- [EXCERPTED RECORDS]:
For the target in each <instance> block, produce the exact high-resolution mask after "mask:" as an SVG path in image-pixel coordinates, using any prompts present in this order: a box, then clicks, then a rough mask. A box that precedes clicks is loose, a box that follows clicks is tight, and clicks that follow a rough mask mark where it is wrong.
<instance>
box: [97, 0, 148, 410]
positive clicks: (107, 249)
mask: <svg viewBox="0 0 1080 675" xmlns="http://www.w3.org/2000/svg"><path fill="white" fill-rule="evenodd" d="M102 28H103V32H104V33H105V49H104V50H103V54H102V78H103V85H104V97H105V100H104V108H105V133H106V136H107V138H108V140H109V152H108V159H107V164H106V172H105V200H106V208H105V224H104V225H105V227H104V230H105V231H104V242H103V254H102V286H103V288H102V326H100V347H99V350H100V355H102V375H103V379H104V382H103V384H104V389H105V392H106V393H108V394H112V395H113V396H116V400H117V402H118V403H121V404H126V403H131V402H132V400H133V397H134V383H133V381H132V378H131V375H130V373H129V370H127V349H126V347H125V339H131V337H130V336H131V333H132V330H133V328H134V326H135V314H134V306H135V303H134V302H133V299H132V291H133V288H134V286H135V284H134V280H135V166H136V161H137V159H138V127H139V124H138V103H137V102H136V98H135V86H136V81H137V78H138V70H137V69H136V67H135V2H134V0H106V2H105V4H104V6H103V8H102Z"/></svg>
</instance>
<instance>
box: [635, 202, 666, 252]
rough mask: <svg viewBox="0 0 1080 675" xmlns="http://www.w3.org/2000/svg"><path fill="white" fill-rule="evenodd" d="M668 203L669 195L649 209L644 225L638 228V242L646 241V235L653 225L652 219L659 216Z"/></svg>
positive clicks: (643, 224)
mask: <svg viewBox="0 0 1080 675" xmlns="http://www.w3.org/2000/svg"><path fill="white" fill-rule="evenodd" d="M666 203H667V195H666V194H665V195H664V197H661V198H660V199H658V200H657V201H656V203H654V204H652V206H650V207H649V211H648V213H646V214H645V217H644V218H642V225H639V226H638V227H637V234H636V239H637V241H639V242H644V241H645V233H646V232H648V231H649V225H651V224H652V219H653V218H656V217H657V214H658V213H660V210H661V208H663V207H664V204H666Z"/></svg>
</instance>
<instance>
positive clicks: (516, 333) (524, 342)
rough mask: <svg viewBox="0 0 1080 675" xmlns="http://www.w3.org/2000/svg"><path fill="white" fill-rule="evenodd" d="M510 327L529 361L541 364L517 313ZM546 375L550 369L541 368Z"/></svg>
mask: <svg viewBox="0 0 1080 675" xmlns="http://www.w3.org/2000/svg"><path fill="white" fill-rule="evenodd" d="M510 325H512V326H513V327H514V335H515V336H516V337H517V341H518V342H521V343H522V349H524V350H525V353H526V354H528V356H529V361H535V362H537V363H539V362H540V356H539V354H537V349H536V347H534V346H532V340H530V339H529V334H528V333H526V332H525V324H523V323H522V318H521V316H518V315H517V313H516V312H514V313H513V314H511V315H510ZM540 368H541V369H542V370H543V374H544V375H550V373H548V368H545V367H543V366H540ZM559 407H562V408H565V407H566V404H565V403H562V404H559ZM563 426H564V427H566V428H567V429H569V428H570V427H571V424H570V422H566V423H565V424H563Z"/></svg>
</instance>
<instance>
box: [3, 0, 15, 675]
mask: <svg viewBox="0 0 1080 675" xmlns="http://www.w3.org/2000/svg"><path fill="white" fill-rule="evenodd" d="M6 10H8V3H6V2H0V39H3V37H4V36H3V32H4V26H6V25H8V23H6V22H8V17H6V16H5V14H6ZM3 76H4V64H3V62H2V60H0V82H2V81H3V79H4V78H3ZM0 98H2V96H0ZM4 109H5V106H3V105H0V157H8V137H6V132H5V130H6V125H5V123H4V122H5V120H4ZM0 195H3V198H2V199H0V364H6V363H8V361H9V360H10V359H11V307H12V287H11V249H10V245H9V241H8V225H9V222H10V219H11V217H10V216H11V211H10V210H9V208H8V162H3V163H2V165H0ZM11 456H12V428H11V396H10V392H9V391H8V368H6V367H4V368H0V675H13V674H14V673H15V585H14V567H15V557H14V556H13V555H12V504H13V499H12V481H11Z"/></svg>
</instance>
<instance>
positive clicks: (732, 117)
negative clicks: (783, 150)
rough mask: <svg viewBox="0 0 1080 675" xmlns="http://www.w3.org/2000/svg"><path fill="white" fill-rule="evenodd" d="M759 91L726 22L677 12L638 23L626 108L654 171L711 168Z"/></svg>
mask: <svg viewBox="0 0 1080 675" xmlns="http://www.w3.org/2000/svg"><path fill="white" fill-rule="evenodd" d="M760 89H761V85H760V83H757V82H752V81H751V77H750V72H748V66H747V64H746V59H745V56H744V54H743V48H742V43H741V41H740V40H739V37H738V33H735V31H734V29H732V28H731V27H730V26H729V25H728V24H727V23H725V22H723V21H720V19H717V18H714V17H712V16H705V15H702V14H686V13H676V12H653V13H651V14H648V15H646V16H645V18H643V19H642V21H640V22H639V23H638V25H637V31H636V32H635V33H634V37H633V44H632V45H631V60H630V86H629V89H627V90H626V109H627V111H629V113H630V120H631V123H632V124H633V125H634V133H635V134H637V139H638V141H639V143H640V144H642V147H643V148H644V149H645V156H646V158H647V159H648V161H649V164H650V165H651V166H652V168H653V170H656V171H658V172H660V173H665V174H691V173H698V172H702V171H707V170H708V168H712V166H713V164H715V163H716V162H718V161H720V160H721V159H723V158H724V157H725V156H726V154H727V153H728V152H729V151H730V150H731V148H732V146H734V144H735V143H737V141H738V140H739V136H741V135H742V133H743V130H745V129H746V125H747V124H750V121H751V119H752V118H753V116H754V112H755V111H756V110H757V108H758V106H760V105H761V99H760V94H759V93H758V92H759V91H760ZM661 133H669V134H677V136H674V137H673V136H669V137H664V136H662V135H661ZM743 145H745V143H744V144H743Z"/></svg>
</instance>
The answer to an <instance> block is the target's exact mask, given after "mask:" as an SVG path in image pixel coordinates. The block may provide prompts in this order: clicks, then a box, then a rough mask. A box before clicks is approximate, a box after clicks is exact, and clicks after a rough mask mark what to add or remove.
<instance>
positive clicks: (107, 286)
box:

- [WORK REQUIRED]: A complete, exact repeat of the records is the required answer.

- [EXERCISE ANSWER]:
For the target in each <instance> block, produce the exact high-resolution mask after "mask:" as an SVG path in image-pixel coordinates, using any prompts present in this order: a box, then clicks, then a rough mask. A box that precedes clicks is loose, a box that follows clicks is tight, and clicks that follow a rough mask mark where it is wrong.
<instance>
box: [97, 0, 148, 410]
positive clicks: (107, 249)
mask: <svg viewBox="0 0 1080 675" xmlns="http://www.w3.org/2000/svg"><path fill="white" fill-rule="evenodd" d="M102 28H103V32H104V33H105V49H104V50H103V54H102V78H103V85H104V97H105V100H104V108H105V133H106V136H107V138H108V140H109V152H108V159H107V164H106V172H105V200H106V208H105V224H104V225H105V227H104V230H105V231H104V242H103V254H102V286H103V288H102V326H100V347H99V350H100V355H102V375H103V379H104V382H103V384H104V389H105V392H106V393H108V394H112V395H113V396H116V400H117V402H118V403H121V404H126V403H131V402H132V400H133V397H134V383H133V381H132V378H131V375H130V373H129V370H127V349H126V347H125V339H131V337H130V336H131V333H132V330H133V328H134V326H135V314H134V306H135V303H134V302H133V299H132V291H133V288H134V286H135V284H134V280H135V166H136V161H137V159H138V127H139V124H138V103H137V102H136V98H135V86H136V81H137V78H138V70H137V69H136V67H135V2H134V0H106V2H105V4H104V6H103V8H102Z"/></svg>
</instance>
<instance>
box: [635, 202, 666, 252]
rough mask: <svg viewBox="0 0 1080 675" xmlns="http://www.w3.org/2000/svg"><path fill="white" fill-rule="evenodd" d="M668 203L669 195L649 209L644 225L638 228V242L646 241V235L653 225L652 219L659 216Z"/></svg>
positive clicks: (643, 224)
mask: <svg viewBox="0 0 1080 675" xmlns="http://www.w3.org/2000/svg"><path fill="white" fill-rule="evenodd" d="M666 203H667V195H666V194H665V195H664V197H661V198H660V199H658V200H657V201H656V203H654V204H652V206H650V207H649V211H648V213H646V214H645V217H644V218H642V225H639V226H638V227H637V234H636V239H637V241H639V242H644V241H645V233H646V232H648V231H649V225H651V224H652V219H653V218H656V217H657V214H658V213H660V210H661V208H663V207H664V204H666Z"/></svg>
</instance>
<instance>
positive clicks: (516, 333) (524, 342)
rough mask: <svg viewBox="0 0 1080 675" xmlns="http://www.w3.org/2000/svg"><path fill="white" fill-rule="evenodd" d="M510 327L529 361L541 364L517 313ZM546 375L550 369L541 368Z"/></svg>
mask: <svg viewBox="0 0 1080 675" xmlns="http://www.w3.org/2000/svg"><path fill="white" fill-rule="evenodd" d="M510 325H512V326H513V327H514V335H515V336H516V337H517V341H518V342H521V343H522V349H524V350H525V353H526V354H528V356H529V361H535V362H537V363H539V362H540V356H539V354H537V349H536V347H534V346H532V340H530V339H529V334H528V333H526V332H525V324H523V323H522V318H521V316H518V315H517V313H516V312H514V313H513V314H511V315H510ZM540 368H541V369H542V370H543V374H544V375H550V373H548V368H545V367H543V366H540ZM559 407H562V408H565V407H566V404H565V403H562V404H559ZM563 426H564V427H566V428H567V429H569V428H570V427H571V424H570V422H566V423H565V424H563Z"/></svg>
</instance>
<instance>
box: [3, 0, 15, 675]
mask: <svg viewBox="0 0 1080 675" xmlns="http://www.w3.org/2000/svg"><path fill="white" fill-rule="evenodd" d="M6 10H8V3H6V2H0V39H3V37H4V36H3V32H4V26H6V25H8V23H6V22H8V17H6V16H5V14H6ZM3 76H4V64H3V62H2V60H0V82H2V81H3V79H4V78H3ZM0 98H2V96H0ZM4 109H5V106H3V105H0V157H8V137H6V132H5V130H6V125H5V123H4V122H5V120H4ZM0 195H3V198H2V199H0V364H6V363H8V361H9V360H10V359H11V307H12V287H11V249H10V245H9V241H8V225H9V222H10V219H11V217H10V216H11V211H10V210H9V208H8V162H3V163H2V165H0ZM11 456H12V428H11V396H10V392H9V391H8V368H6V367H4V368H0V675H13V674H14V673H15V585H14V567H15V557H14V556H13V555H12V504H13V499H12V481H11Z"/></svg>
</instance>
<instance>
positive clicks: (732, 117)
negative clicks: (783, 150)
rough mask: <svg viewBox="0 0 1080 675" xmlns="http://www.w3.org/2000/svg"><path fill="white" fill-rule="evenodd" d="M759 91L726 22L677 12L638 23L626 108L654 171L711 168Z"/></svg>
mask: <svg viewBox="0 0 1080 675" xmlns="http://www.w3.org/2000/svg"><path fill="white" fill-rule="evenodd" d="M760 89H761V85H760V83H757V82H752V81H751V77H750V72H748V66H747V64H746V59H745V56H744V54H743V48H742V43H741V41H740V40H739V37H738V33H735V31H734V29H732V28H731V27H730V26H729V25H728V24H727V23H725V22H723V21H720V19H717V18H714V17H712V16H705V15H702V14H686V13H676V12H653V13H651V14H648V15H646V16H645V18H643V19H642V21H640V22H639V23H638V25H637V31H636V32H635V33H634V37H633V44H632V45H631V60H630V86H629V89H627V90H626V109H627V111H629V113H630V120H631V123H632V124H633V125H634V133H635V134H637V139H638V141H639V143H640V144H642V147H643V148H644V149H645V156H646V158H647V159H648V161H649V164H650V165H651V166H652V168H653V170H656V171H658V172H660V173H665V174H691V173H698V172H702V171H707V170H708V168H712V166H713V164H715V163H716V162H718V161H720V160H721V159H723V158H724V157H725V156H726V154H727V153H728V152H729V151H730V150H731V148H732V146H734V144H735V143H737V141H738V140H739V136H741V135H742V133H743V130H745V129H746V125H747V124H750V121H751V119H752V118H753V116H754V112H755V111H756V110H757V108H758V106H760V105H761V99H760V94H759V93H758V92H759V91H760ZM661 133H669V134H677V136H674V137H673V136H669V137H664V136H662V135H661ZM743 145H745V143H744V144H743Z"/></svg>
</instance>
The answer to an <instance> block is the target's exact mask, given after "mask:" as an SVG path in image pixel coordinates. The block may provide prompts in this order: clicks, then a box, then a rough mask. A box before clicks is approximate, a box after clicks is exact, and clicks after a rough mask mark what to add or remove.
<instance>
positive clicks: (107, 286)
box:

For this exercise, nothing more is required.